Passados 71 anos da Declaração Universal dos Direitos Humanos, estes foram constantemente atacados, difamados ou ameaçados no Brasil em 2019. Assim, mostrou-se cada vez mais necessário proteger, cuidar, resistir e agir a cada agressão.

A lista é muito extensa: omissão diante de crimes ambientais, censura, perseguição a servidores que cumprem a lei, declarações homofóbicas, ameaças a jornalistas e veículos de comunicação. O presidente do Conselho Federal da Ordem dos Advogados do Brasil, Felipe Santa Cruz, tornou-se alvo recorrente desse tipo de ataque, recebendo desde ofensas a seu pai até uma denúncia de calúnia por parte do Ministério Público a serviço de uma tentativa do ministro Sergio Moro (Justiça) de obstruir sua atuação como representante dos advogados brasileiros.

Na Comissão de Direitos Humanos (CDH) da OAB-SP, testemunhamos em 2019 um crescimento exponencial de demandas e denúncias. E elas não ficaram sem respostas, que vieram da atuação de mais de três centenas de advogados que hoje compõem, voluntariamente, nossa comissão, em suas diferentes frentes de trabalho. Contra a violência nas manifestações, criamos um grupo de observadores e mediadores institucionais que teve excelente eficácia na garantia da liberdade de expressão, neutralizando intimidações e provocações e corrigindo deficiências de comunicação.

Houve o atendimento e acompanhamento dos casos mais graves de violência e violações, como da Escola Raul Brasil, em Suzano, e da morte de menores em São José dos Campos, Santo André, São Vicente e na favela de Paraisópolis, em São Paulo.

Também atuamos em defesa de lideranças do movimento de moradia no centro da capital paulista, vítimas de prisões indevidas e ilegais. Criamos o Balcão de Direitos, para atender à população excluída da região da Cracolândia, e estabelecemos parcerias muito profícuas com órgãos como a Ouvidoria das Polícias do Estados de São Paulo, o Condepe (Conselho Estadual de Defesa dos Direitos da Pessoa Humana) e a Comissão Arns.

É de conhecimento geral que, há muitos anos, ocorrem espancamentos contra suspeitos de crimes ou miseráveis em supermercados ou em estações de trem e de metrô. Também se repetem incessantemente as notícias de mortes de jovens, na maioria negros, nas periferias.

MATERIAL FORNECIDO:
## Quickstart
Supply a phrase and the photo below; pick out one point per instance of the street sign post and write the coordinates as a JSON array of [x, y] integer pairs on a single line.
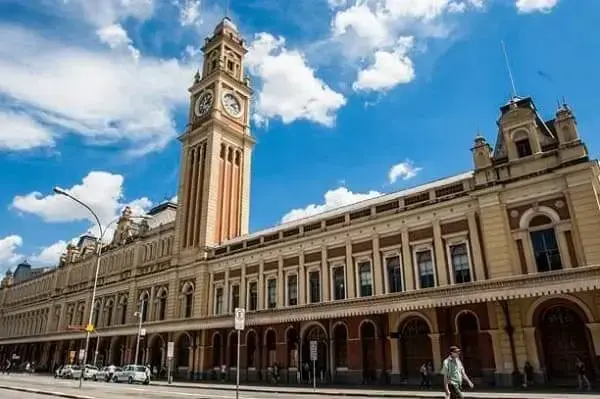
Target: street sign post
[[313, 357], [239, 320], [170, 354]]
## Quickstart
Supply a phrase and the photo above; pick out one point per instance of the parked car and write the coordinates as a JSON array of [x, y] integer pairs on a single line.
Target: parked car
[[106, 374], [133, 373], [68, 370], [88, 373]]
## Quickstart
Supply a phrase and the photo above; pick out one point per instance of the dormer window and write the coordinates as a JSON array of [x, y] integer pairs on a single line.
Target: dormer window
[[523, 147]]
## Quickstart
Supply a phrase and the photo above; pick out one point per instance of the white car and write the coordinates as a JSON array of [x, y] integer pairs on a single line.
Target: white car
[[133, 373], [69, 371]]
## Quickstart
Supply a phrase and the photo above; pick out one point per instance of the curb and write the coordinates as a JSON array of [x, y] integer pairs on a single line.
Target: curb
[[48, 393]]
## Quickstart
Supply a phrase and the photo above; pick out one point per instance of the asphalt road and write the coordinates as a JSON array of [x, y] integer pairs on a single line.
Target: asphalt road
[[101, 390]]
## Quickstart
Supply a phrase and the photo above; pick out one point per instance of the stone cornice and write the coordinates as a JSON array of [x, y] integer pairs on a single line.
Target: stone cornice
[[559, 282]]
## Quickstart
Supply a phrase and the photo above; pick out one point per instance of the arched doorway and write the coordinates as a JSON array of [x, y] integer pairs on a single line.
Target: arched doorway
[[369, 361], [316, 333], [468, 332], [415, 346], [217, 345], [232, 348], [117, 350], [564, 338], [182, 356], [156, 349], [251, 349]]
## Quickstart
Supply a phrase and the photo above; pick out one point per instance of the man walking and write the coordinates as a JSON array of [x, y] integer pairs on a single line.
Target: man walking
[[454, 373]]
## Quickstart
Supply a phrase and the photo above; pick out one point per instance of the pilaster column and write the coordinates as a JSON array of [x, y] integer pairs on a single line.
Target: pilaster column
[[243, 286], [531, 347], [563, 248], [496, 337], [226, 295], [280, 283], [440, 254], [325, 286], [350, 277], [407, 265], [475, 247], [377, 268], [595, 333], [211, 293], [261, 285], [302, 279], [436, 351]]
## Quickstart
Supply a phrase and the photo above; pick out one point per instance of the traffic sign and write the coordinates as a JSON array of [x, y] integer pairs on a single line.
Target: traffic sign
[[170, 350], [239, 318], [313, 350]]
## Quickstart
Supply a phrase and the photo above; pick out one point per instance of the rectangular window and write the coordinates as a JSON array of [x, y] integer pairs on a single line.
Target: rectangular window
[[292, 290], [460, 263], [235, 297], [252, 296], [425, 265], [314, 283], [219, 301], [545, 250], [394, 271], [366, 278], [339, 283], [272, 293], [523, 148]]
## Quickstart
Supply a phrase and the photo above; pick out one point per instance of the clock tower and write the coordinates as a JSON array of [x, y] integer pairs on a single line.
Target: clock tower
[[214, 188]]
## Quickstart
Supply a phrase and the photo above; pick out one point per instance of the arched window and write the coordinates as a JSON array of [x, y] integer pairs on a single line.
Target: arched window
[[340, 345], [109, 313], [187, 302], [544, 244], [161, 304], [123, 304], [522, 144], [217, 350]]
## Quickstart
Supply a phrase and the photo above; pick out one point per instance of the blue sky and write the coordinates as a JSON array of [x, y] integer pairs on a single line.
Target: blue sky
[[353, 98]]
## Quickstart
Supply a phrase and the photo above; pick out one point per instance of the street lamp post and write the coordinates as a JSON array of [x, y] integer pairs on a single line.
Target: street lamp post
[[140, 316], [101, 231]]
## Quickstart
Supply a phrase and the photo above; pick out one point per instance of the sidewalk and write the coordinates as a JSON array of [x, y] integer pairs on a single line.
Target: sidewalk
[[380, 393]]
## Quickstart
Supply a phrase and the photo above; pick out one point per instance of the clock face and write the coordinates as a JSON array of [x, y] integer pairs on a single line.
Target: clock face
[[232, 105], [204, 103]]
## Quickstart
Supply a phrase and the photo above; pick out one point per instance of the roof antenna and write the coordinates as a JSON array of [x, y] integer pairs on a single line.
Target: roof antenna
[[512, 81]]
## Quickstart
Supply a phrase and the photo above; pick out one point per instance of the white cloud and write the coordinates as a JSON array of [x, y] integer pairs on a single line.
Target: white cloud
[[106, 97], [289, 88], [404, 170], [333, 199], [190, 12], [528, 6], [116, 38], [8, 250], [388, 70], [373, 35], [102, 191], [19, 132], [50, 255]]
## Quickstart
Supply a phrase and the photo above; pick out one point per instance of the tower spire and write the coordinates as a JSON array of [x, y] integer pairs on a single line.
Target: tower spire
[[512, 81]]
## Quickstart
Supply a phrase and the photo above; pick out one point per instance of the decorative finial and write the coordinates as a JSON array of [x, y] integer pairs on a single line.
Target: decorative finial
[[512, 81]]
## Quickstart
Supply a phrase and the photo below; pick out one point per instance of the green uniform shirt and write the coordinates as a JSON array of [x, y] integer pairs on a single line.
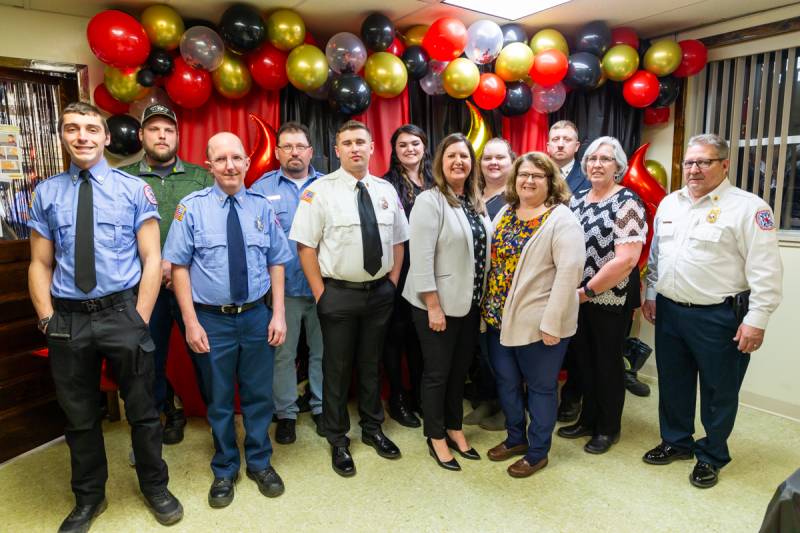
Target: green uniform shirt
[[184, 178]]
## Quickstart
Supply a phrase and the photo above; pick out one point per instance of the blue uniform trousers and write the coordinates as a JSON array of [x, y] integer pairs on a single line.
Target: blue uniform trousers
[[692, 341], [239, 355]]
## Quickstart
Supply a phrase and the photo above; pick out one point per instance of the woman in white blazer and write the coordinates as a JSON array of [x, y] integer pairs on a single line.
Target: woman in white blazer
[[449, 245]]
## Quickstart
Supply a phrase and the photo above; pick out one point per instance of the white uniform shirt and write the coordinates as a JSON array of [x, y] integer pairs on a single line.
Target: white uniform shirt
[[327, 219], [722, 244]]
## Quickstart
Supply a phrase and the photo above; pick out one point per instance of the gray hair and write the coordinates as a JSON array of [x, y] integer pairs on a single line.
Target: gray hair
[[619, 154], [711, 139]]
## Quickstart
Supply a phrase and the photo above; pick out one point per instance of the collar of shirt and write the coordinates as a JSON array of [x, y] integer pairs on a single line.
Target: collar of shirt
[[99, 171]]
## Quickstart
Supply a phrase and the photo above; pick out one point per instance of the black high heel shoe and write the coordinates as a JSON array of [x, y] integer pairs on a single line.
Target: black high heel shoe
[[452, 464], [471, 454]]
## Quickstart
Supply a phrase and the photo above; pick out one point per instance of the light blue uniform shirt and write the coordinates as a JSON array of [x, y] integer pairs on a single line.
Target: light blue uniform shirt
[[284, 196], [122, 203], [198, 239]]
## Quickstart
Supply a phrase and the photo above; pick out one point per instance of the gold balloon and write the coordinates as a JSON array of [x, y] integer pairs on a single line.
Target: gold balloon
[[658, 172], [620, 62], [285, 29], [122, 84], [386, 74], [514, 62], [549, 39], [413, 36], [232, 79], [461, 78], [163, 25], [663, 57], [307, 67], [479, 130]]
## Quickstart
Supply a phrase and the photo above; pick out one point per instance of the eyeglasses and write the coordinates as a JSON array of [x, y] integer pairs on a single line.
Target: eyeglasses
[[702, 164], [289, 148]]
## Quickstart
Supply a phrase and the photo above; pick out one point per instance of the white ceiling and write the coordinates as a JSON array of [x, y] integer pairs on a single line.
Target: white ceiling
[[325, 17]]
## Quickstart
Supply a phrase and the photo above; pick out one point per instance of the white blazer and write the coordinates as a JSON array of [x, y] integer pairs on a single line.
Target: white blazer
[[441, 250]]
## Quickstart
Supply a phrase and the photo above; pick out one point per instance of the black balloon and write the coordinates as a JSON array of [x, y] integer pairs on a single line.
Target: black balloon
[[242, 28], [377, 32], [160, 62], [518, 99], [669, 88], [594, 37], [584, 71], [513, 33], [349, 94], [416, 61], [124, 131], [145, 77]]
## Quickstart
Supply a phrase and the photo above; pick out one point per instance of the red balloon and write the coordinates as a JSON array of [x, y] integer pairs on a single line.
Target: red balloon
[[268, 67], [491, 91], [262, 158], [187, 86], [106, 102], [549, 67], [118, 39], [623, 35], [445, 39], [656, 115], [695, 57], [639, 180], [641, 89]]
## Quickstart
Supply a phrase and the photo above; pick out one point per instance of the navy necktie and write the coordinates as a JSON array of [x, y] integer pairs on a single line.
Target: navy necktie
[[85, 273], [237, 255]]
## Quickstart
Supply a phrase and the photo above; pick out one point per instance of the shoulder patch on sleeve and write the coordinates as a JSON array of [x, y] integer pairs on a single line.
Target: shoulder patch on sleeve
[[765, 220]]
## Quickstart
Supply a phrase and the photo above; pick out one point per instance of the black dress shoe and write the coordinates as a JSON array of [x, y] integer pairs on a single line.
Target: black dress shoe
[[342, 461], [385, 447], [285, 431], [471, 454], [221, 492], [575, 431], [165, 507], [601, 443], [81, 517], [452, 464], [704, 475], [664, 454], [269, 482]]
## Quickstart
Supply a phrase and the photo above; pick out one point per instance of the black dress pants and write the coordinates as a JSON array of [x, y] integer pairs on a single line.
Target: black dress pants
[[354, 323], [446, 356], [77, 342]]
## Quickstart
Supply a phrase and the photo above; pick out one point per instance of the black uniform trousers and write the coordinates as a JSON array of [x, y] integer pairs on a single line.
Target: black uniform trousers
[[354, 323], [77, 342]]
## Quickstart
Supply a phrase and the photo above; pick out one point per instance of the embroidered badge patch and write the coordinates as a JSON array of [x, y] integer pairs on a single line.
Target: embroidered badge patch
[[764, 220]]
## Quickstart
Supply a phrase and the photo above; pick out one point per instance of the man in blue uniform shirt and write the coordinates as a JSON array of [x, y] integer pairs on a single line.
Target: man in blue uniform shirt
[[226, 250], [283, 188], [94, 241]]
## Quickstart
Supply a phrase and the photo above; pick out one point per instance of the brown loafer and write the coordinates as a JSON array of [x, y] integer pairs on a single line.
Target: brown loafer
[[522, 469], [501, 453]]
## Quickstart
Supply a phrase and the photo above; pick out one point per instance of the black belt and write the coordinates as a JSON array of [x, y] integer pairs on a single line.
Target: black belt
[[229, 309], [95, 304], [357, 285]]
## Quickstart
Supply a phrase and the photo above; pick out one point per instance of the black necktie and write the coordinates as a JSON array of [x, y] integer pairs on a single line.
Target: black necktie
[[85, 273], [370, 236], [237, 255]]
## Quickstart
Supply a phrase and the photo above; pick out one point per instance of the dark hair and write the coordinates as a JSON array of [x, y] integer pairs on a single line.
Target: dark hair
[[396, 175]]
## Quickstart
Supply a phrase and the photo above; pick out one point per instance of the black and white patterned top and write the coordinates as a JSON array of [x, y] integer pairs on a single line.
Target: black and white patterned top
[[478, 246], [619, 219]]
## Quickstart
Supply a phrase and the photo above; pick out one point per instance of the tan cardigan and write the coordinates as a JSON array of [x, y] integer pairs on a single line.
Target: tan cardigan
[[543, 294]]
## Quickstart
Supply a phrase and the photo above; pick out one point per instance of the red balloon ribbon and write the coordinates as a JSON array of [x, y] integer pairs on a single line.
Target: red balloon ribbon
[[262, 158]]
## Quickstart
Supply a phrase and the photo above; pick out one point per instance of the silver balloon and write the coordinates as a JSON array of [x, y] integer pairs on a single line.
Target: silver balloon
[[202, 47], [345, 53], [432, 82], [484, 42], [548, 99]]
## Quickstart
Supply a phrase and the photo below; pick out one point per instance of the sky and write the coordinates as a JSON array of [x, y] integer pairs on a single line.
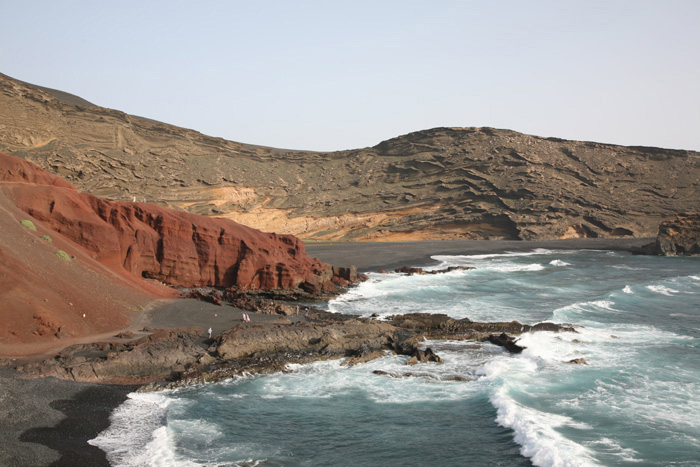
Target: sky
[[331, 75]]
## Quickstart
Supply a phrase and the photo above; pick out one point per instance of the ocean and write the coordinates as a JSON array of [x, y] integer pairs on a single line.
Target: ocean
[[636, 401]]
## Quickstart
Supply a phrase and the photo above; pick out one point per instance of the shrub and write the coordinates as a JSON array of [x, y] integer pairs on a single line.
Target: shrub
[[28, 224], [63, 255]]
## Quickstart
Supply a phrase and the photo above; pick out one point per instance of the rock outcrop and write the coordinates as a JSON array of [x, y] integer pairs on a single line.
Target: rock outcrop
[[679, 237], [434, 184], [182, 357], [150, 241]]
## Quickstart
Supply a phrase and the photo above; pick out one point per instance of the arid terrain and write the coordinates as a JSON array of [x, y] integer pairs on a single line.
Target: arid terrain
[[444, 183]]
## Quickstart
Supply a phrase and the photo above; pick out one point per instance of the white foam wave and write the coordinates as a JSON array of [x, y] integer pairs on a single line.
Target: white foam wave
[[536, 433], [614, 448], [513, 267], [662, 290], [137, 435]]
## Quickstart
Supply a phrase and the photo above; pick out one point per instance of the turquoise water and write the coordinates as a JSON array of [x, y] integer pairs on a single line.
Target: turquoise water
[[634, 403]]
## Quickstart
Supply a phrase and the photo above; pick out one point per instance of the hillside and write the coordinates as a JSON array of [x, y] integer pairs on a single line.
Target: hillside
[[434, 184]]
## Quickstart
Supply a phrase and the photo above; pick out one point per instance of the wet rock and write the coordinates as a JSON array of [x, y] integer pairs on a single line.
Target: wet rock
[[506, 341], [423, 356], [679, 237]]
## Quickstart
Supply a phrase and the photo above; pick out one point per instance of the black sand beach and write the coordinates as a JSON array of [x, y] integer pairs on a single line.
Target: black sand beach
[[47, 422]]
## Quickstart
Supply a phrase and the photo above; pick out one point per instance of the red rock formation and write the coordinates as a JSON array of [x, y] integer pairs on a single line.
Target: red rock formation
[[174, 247]]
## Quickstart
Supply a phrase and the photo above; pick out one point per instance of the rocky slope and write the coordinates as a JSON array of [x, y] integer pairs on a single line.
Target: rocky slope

ETAPAS DO EXERCÍCIO:
[1] Reproduza do texto sobre direitos humanos no Brasil tudo o que vai de "É de conhecimento" até "negros, nas periferias.".
[2] Dê seguimento ao texto sobre direitos humanos no Brasil a partir do ponto em que ele termina.
As entradas acima provêm de outra fonte.

RESPOSTAS POR TAREFA:
[1]
É de conhecimento geral que, há muitos anos, ocorrem espancamentos contra suspeitos de crimes ou miseráveis em supermercados ou em estações de trem e de metrô. Também se repetem incessantemente as notícias de mortes de jovens, na maioria negros, nas periferias.

[2]
O que parece ter mudado em 2019 foi que muitos ataques aos direitos humanos deixaram de ser naturalizados, escondidos ou ignorados. A mesma internet que distribui fake news denuncia em tempo real espancamentos, torturas e assassinatos contra vítimas indefesas, assim como casos de feminicídio, racismo e homofobia.

Foi assim nas denúncias de casos de espancamento e tortura praticados por vigias de supermercados e em diversas ações violentas de seguranças, parte delas contra crianças, jovens e idosos.

Num dos casos mais graves de violência policial neste ano, a ação da Polícia Militar em um baile funk na favela de Paraisópolis, que resultou na morte de nove jovens, a atuação da CDH da OAB-SP, em conjunto com a comunidade e entidades de direitos humanos, conseguiu o afastamento dos policiais envolvidos e a criação de uma comissão de acompanhamento da apuração.

Não podemos esquecer o grande número de suicídios dentro das corporações das polícias, fato que tem preocupado parcela de deputados estaduais, bem como recebe a atenção da CDH da OAB-SP.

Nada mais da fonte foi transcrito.